Your instructions:
Copy out the entries below word for word, but omit the pictures.

--- Data supplied ---

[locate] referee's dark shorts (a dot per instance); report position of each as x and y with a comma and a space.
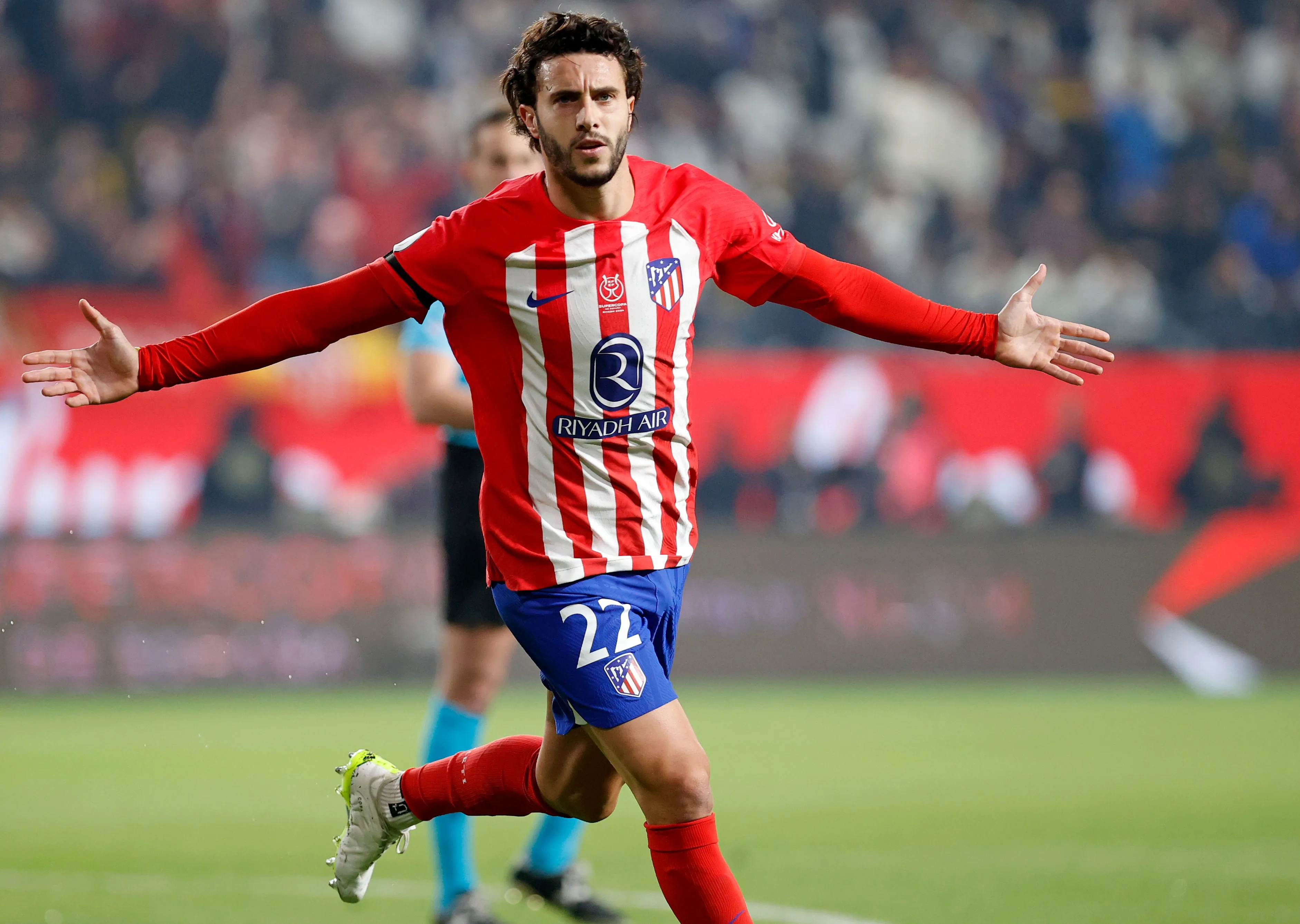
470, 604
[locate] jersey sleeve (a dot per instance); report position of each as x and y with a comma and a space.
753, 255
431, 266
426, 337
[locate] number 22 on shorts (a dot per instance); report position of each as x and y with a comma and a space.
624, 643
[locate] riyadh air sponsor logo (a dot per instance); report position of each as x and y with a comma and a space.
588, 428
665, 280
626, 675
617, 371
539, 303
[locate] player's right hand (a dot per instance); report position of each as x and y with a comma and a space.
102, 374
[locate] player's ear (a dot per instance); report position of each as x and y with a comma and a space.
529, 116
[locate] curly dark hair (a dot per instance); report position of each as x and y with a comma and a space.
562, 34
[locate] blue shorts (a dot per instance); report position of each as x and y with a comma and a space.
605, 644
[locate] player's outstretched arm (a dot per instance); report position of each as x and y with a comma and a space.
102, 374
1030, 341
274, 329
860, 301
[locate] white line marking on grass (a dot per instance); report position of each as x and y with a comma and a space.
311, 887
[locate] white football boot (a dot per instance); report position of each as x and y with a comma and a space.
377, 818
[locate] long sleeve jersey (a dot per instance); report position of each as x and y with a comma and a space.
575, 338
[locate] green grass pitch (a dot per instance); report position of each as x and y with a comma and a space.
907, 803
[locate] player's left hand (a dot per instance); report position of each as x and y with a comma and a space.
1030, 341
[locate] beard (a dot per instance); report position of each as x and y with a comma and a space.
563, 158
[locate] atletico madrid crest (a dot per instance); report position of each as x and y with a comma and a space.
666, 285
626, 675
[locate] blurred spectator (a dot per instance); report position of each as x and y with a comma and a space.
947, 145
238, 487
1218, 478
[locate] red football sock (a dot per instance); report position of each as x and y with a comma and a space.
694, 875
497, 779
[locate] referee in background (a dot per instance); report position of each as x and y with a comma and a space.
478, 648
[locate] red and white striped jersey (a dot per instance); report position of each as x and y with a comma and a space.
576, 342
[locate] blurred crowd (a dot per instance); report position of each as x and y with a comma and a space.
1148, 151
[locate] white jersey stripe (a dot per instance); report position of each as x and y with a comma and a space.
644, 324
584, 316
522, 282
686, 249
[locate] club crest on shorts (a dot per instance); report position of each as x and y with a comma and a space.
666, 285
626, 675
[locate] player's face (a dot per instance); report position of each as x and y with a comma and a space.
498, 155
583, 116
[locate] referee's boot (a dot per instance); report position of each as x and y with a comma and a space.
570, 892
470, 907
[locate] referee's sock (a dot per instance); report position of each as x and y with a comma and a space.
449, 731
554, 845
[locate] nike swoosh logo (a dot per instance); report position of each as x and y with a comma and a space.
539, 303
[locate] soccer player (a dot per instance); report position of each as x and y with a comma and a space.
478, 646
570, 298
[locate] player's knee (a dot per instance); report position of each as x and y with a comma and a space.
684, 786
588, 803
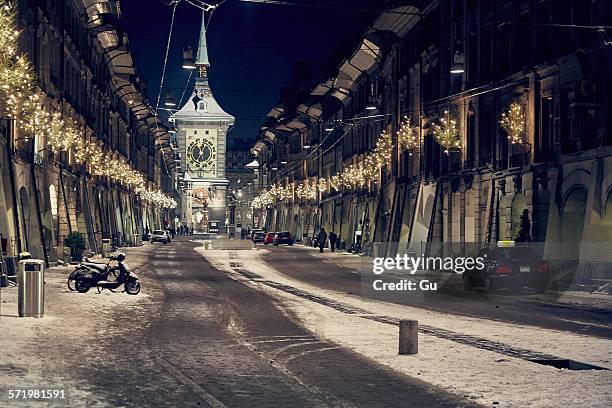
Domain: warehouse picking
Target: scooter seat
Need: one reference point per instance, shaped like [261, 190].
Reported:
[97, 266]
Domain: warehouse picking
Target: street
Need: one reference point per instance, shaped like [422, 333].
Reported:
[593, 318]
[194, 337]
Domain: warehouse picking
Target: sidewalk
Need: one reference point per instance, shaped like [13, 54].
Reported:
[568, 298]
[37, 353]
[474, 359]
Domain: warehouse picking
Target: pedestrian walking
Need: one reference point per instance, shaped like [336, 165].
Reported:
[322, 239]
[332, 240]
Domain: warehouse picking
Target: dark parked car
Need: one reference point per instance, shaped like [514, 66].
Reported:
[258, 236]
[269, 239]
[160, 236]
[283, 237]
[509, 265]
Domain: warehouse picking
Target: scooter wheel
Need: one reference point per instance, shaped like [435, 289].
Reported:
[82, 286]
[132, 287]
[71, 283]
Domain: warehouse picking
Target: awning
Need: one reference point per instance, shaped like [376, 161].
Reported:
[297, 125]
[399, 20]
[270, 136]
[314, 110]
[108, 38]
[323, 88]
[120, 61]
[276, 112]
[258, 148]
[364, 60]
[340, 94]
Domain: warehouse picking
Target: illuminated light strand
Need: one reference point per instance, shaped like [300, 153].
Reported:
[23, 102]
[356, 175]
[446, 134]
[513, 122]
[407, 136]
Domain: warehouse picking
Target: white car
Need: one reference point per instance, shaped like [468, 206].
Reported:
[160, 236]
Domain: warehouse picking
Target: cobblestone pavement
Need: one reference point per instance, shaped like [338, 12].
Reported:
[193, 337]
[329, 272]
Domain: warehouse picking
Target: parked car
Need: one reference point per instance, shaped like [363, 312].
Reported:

---

Full answer:
[locate] referee's dark shorts (a dot per instance); report position of each as x and y with a comma and a space.
470, 604
[locate] jersey sleeve (a dot per instance); report position of each as x and y with a comma and a space.
753, 255
431, 266
426, 337
[locate] number 22 on shorts (a dot per instance); report position of each as x and y with a comma and a space.
624, 643
[locate] riyadh air sponsor logo (a dot per instance); report position of each as x and y with a comma and a space.
588, 428
665, 280
626, 675
617, 371
539, 303
[locate] player's right hand (a dot per instance); report position of each as x and y with a comma and a space.
102, 374
[locate] player's ear (a dot per instance); report position of each as x and y with a comma and a space.
529, 116
[locate] curly dark hair (a dot per instance); report position of each as x and y with a comma and a space.
562, 34
[locate] blue shorts (a dot per instance); report position of each as x and y with a comma and a space.
605, 644
[locate] player's outstretched arm (a dot per instance); report position of each as x and y with a comma and a space.
102, 374
1030, 341
274, 329
860, 301
[locate] white line marking on grass (a dot per instance); report position of each as x and y with a comma and a space.
311, 887
[locate] white football boot (a dot per instance); report position of each as x and y with a comma and a space.
377, 818
[locate] long sleeve jersey (a dot per instance); report position of each as x and y with a comma and a space.
575, 338
[locate] green grass pitch (a dot per instance); report position of each as x and y with a comma and a space.
907, 803
[locate] player's left hand (a dot per instance); report position of each as x and y with a comma and a space.
1030, 341
[locate] beard (a dot per instance); report position of each as x and y with a comma and a space.
563, 158
[locate] atletico madrid crest (a dot per instance); report position of each as x and y with a comma and a space.
666, 285
626, 675
[locate] blurred spectator (a dot per instance); report position of each as x and y with a comma and a space.
947, 145
238, 487
1218, 478
[locate] red football sock (a dot per instance); report position of each as x and y with a comma and a space.
694, 875
497, 779
[locate] referee in background (a dot per instance); report position of each as x and y with a comma and a space.
478, 648
[locate] red and white striped jersey (a dot per instance); report position of each as x and y with a comma and a space.
576, 342
[locate] blurred crowd (a dot per instance); report position of each as x and y with a comma and a space.
1148, 151
[locate] white jersey stripe (a dot per instance); report position of each as x and y with a comma and a space.
644, 324
584, 316
522, 282
686, 249
[locate] club crest on shorts (a dot per instance); report position of each as x and y with a comma and a space.
666, 285
626, 675
[locate] player's face (a dot per instance); report position of each as x and y with a comma and a space.
498, 155
583, 116
[locate] referee's boot (a dot per instance); report position of each as x and y with a comma and a space.
570, 892
470, 907
[locate] referee's sock (a dot per instance); report position of each as x and y with a comma and a space.
449, 731
554, 845
[locate] nike swoosh logo (a dot per instance); report position of each as x and y with a comma and a space.
539, 303
[locate] soccer player (a dot per instance); report position of each as x and y with a comma and a space.
478, 646
570, 298
[locate] player's knee (a dot per instance); report position of each as x and y with a comma and a space.
684, 786
588, 803
Domain: warehouse picking
Target: scooter seat
Need: one reference point per instance, shaped like [261, 190].
Reported:
[97, 266]
Domain: warehouse picking
Target: street
Need: one reference point per instance, shaped like [422, 333].
Reported:
[593, 318]
[194, 337]
Domain: warehouse picking
Target: sidewalk
Need: one reference point per instance, shaped like [13, 54].
Reported:
[568, 298]
[37, 353]
[474, 359]
Domain: warehouse picking
Target: pedestrian walking
Need: one reference point per instance, shaped like [336, 165].
Reported:
[322, 239]
[332, 240]
Domain: warehouse picking
Target: dark parked car
Need: one reference point per instance, shaped like [514, 66].
Reported:
[258, 236]
[269, 239]
[160, 236]
[283, 237]
[509, 265]
Domain: warehouse picking
Target: scooter wheel
Need: one reference point per instance, shaped like [435, 289].
Reported:
[82, 286]
[132, 287]
[71, 283]
Domain: warehouse picking
Target: awning
Need: one reference point per instance, shaped like [376, 161].
Reported:
[297, 125]
[399, 20]
[270, 136]
[314, 110]
[108, 38]
[323, 88]
[120, 61]
[276, 112]
[258, 148]
[364, 60]
[340, 94]
Domain: warehouse picking
Target: illuminated light strand
Need: one reference point per instance, shaped like [300, 153].
Reported:
[23, 102]
[356, 175]
[446, 134]
[513, 122]
[407, 136]
Domain: warehouse picking
Target: white car
Need: one reference point per instance, shaped like [468, 206].
Reported:
[160, 236]
Domain: warehouse picking
Target: cobblestone pavement
Need: one reference point per instance, shaped like [338, 12].
Reported:
[193, 337]
[329, 272]
Domain: warehouse picking
Target: parked car
Need: one reference point per instance, shaped like [363, 312].
Reported:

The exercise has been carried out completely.